__Supplied passage__
Antonio Nariño Airport (Aeropuerto Antonio Nariño, ) is an airport located in the town of Chachagüí and which serves the city of Pasto in the Nariño Department of Colombia. The airport is 35 km north of Pasto. It handles only domestic flights in addition to military operations and private charters. A new terminal, administrative and tower control were built, also new navigation equipment was set up due to the increasing number of passengers and cargo flights. Usually Airbus 318, 319, 320, Boeing 737, 727, turboprop and different types of smaller aircraft use the airport

The airport was classified as international airport and it serves flights to Esmeraldas, Ecuador. which is operated by Intercontinental de Aviación until the airline ceased its operations in 2010.

==Runway==
The airport has a table top runway, built on a plateau of 50 meters because of the surrounding terrain. Due to this, many pilots refer to the airport as an aircraft carrier. The runway is also relatively short for the elevation of the airport.

__Aim A__
Show every line of the records below that contains the string "salt". Case counts.
The airport text and the records come from unrelated sources.

(Dataset entries)
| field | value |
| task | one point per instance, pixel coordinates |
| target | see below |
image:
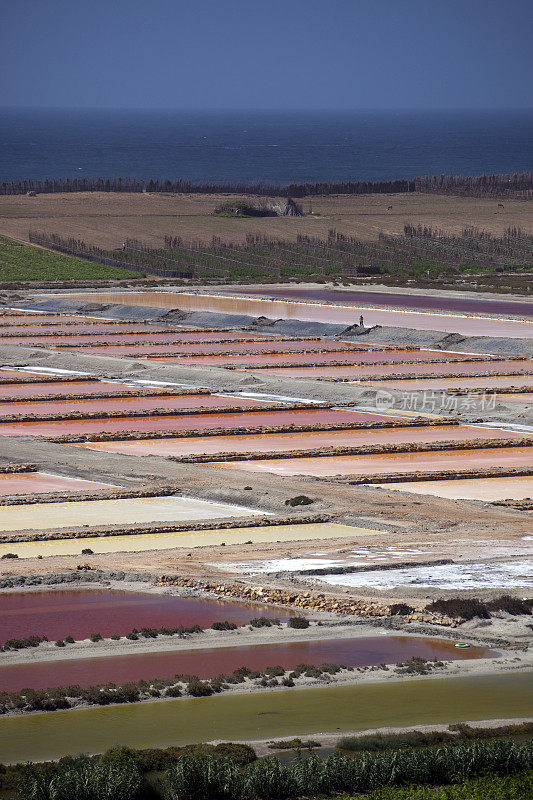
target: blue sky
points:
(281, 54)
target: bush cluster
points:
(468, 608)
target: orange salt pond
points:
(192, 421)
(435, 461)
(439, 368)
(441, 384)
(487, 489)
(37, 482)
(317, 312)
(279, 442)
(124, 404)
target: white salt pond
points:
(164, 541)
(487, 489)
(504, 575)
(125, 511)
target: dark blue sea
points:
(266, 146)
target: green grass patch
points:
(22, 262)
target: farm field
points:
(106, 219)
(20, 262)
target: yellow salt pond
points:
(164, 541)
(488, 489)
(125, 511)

==

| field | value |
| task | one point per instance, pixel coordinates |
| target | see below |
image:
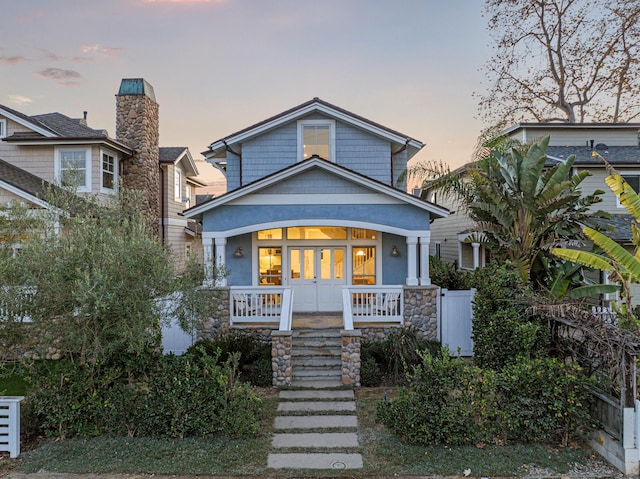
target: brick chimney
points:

__Aim B__
Extract the full text about Antonio Nariño Airport verbatim.

__Complete answer A__
target: orange salt pond
target: white salt pond
target: yellow salt pond

__Complete answer B__
Antonio Nariño Airport (Aeropuerto Antonio Nariño, ) is an airport located in the town of Chachagüí and which serves the city of Pasto in the Nariño Department of Colombia. The airport is 35 km north of Pasto. It handles only domestic flights in addition to military operations and private charters. A new terminal, administrative and tower control were built, also new navigation equipment was set up due to the increasing number of passengers and cargo flights. Usually Airbus 318, 319, 320, Boeing 737, 727, turboprop and different types of smaller aircraft use the airport

The airport was classified as international airport and it serves flights to Esmeraldas, Ecuador. which is operated by Intercontinental de Aviación until the airline ceased its operations in 2010.

==Runway==
The airport has a table top runway, built on a plateau of 50 meters because of the surrounding terrain. Due to this, many pilots refer to the airport as an aircraft carrier. The runway is also relatively short for the elevation of the airport.